■ **Explore the material**
a: List every pair that the exhibition review below says the two black altars address.
b: According to the exhibition review below, where will the pews find a new home once the exhibition is over?
c: Carry on the exhibition review below, starting after its final sentence.

Be that as it may, regardless of whether you believe or don’t believe, the artists bring us into the second space – a church with real pews made by students at the Riga Applied Arts High School, which after the exhibition will find a new home in the Mercy of God Catholic Church in Kauguri. Sitting in the pews, we see an altar, or rather two identical altars. Each altar consists of a giant, totally black circle surrounded by a halo of light from an unknown source. While the Apostle says: “No one has ever seen God” (1 John 4, 12), it is written in Genesis that “God created man in His image and likeness” (Genesis 1, 26). What is it that caused the Big Bang, which is currently assumed to have created matter, the universe and everything? Why are we the way we are and not something else? How and why are we thinking about this question today and always have done, forever and ever? Some might say that the point of spiritual and religious beliefs is to try to answer these unanswerable questions, that they are merely instruments, not the essence. But in any case, it all remains a mystery. Two circular black altars in a binary partnership address the brain’s right and left hemispheres, faith and doubt, fear and hope. It is clear that there is something beyond the blackness – otherwise the halo of light wouldn’t be there. But what is it? Perhaps the answer is about me, and the One in whose image I am made. I will find the answer on the other side.
 
Sarmīte Māliņa, Kristaps Kalns. Be Patient. View from the exhibition. 2012
Photo: Kristaps Kalns
 
Vanitas
On leaving the church space, the eyes linger on what looks like an icon in a small glass display case. For the duration of the exhibition, a bouquet of cut flowers is decaying under the glass. The stems, leaves and petals are inexorably overwhelmed by wilting, mould and decomposition. The cut flowers experience a brief pilgrimage towards dust and ashes. The confident Dutch founders of “modern capitalism” in the 16 and 17 century hadn’t yet forgotten about death and the fleetingness of all things, so they commissioned paintings in which impermanence is symbolized by a skull, a candle burning low and fruits and flowers, destined to decay. The modern person “who believes in something or other” doesn’t want to believe in or think about death, and yet strives ceaselessly to increase the average life-span.

■ **Records shown**
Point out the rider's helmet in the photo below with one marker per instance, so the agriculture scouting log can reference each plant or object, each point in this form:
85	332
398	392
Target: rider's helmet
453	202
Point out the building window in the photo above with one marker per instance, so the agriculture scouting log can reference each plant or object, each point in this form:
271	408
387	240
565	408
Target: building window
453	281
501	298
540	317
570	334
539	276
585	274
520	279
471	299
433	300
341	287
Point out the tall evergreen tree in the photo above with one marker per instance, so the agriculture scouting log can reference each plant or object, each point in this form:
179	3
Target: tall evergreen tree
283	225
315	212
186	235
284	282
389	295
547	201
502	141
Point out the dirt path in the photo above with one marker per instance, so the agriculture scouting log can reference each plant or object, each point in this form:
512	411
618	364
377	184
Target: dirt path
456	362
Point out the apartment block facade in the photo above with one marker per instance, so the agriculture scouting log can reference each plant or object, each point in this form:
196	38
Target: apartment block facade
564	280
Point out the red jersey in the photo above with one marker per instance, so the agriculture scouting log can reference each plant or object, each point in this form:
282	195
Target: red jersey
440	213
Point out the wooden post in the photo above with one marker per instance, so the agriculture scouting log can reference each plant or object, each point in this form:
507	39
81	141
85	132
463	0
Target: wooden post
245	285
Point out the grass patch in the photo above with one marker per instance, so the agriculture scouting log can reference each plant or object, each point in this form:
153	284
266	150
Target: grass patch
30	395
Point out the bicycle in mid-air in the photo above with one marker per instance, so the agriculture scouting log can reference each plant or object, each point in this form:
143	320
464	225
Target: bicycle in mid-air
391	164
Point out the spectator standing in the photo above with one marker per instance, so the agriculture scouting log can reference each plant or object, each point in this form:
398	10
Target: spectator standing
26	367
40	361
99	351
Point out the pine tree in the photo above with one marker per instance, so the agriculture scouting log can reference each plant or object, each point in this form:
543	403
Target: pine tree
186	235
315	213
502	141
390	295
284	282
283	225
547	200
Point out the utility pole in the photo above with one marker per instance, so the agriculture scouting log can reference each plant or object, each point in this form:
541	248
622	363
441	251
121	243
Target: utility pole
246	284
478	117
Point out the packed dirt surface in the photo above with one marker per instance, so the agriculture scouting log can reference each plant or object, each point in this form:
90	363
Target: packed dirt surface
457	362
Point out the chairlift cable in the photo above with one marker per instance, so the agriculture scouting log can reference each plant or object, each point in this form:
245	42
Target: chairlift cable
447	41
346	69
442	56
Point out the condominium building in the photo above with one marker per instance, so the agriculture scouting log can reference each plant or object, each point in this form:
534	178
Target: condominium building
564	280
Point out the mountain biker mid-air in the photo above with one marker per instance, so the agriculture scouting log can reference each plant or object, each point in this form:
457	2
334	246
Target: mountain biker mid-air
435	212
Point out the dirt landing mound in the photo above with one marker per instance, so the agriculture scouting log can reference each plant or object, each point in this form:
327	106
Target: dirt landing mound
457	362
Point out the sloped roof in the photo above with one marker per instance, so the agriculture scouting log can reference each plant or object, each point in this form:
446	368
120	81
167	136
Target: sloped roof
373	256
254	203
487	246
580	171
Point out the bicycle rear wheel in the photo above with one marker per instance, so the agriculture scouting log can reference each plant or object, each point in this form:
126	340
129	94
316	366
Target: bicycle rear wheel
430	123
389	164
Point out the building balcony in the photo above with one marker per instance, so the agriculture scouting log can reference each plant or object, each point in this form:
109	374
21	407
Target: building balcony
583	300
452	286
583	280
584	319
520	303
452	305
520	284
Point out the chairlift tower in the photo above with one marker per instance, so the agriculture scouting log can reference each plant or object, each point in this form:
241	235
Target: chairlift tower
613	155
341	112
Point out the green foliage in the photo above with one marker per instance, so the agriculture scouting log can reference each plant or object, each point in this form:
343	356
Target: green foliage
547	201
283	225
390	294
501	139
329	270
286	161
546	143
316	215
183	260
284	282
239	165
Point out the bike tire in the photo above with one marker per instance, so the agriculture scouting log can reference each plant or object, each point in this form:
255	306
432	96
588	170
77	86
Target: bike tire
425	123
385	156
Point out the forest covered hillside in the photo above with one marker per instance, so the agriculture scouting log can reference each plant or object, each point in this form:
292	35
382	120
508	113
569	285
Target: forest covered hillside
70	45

■ **Exercise answers**
a: The brain's right and left hemispheres; faith and doubt; fear and hope.

b: In the Mercy of God Catholic Church in Kauguri.

c:
Sola Scriptura?

Many consider that Latvia’s main religious confession is Lutheranism. There are a number of reasons why this belief has come about. Exiting the space for reflection offered by the artists, we still have to visit a black cube-like room with a shiny black lacquered door. Upon entering the room, one is surprised by a disturbing light from what looks like an office ceiling. In the middle of the room on a roughly hewed metal stand there is a book. Of course, we live in a land that was shaped in some way by one of the so-called Book religions. But are these really only the Scriptures? Are they really carved in stone? But it turns out that the marble from which the book is shaped is not unyielding Protestant granite. And on leaving the black room, we close the shiny lacquered door like a coffin lid and observe three symbols on the door. There’s a spade, which traditionally goes together with a coffin lid. There’s a blackberry. A medieval legend holds that this berry is black because the devil spat on it. And then there’s an apple blossom, like a rose. This is the flower of love, a reminder of the Mother whose love is ever-present throughout time and space.
Be patient, but at the same time hurry towards shelter.